*What you should do*
State how many lines in the entries below contain the string "range". Reply with the number only.

[Records shown start]

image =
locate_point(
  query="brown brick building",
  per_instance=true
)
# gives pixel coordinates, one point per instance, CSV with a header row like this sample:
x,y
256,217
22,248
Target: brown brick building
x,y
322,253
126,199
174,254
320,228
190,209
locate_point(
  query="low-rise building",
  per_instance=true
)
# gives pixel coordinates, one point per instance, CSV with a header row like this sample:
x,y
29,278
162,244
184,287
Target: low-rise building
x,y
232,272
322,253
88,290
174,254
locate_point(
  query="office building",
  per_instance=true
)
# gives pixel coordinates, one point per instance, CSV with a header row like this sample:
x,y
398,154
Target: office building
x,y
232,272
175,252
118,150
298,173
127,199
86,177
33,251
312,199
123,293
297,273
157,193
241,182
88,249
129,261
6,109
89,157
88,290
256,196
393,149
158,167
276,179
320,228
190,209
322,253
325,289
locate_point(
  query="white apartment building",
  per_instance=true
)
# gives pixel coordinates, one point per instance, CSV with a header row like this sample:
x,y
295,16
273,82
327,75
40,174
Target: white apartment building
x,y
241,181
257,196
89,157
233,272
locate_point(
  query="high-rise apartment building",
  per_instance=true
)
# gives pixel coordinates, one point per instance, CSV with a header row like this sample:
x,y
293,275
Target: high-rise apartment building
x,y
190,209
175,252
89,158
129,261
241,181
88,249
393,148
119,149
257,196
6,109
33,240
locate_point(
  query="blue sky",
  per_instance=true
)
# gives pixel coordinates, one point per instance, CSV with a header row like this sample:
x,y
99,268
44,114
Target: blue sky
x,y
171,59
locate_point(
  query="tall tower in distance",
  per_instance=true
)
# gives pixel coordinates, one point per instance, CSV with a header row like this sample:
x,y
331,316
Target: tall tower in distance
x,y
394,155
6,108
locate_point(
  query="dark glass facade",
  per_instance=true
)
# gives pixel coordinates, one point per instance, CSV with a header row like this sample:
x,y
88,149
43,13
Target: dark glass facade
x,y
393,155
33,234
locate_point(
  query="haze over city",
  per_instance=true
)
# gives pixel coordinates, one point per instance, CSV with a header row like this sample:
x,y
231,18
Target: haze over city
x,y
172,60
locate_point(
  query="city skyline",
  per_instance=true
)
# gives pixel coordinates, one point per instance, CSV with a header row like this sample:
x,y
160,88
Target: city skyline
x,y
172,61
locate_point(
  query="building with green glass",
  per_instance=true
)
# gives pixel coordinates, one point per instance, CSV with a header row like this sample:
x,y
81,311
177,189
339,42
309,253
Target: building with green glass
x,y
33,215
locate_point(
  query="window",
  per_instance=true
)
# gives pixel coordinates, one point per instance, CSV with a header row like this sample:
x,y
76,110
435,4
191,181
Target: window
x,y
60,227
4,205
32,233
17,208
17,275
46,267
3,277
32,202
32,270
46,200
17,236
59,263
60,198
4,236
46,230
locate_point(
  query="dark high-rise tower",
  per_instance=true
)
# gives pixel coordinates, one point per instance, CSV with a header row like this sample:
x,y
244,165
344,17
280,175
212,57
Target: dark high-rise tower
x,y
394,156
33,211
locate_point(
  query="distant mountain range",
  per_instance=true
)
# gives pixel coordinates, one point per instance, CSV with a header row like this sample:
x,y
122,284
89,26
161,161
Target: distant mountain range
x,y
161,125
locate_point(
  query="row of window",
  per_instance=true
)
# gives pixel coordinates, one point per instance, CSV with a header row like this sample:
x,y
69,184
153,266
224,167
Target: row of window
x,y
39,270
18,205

[Records shown end]

*Task output*
2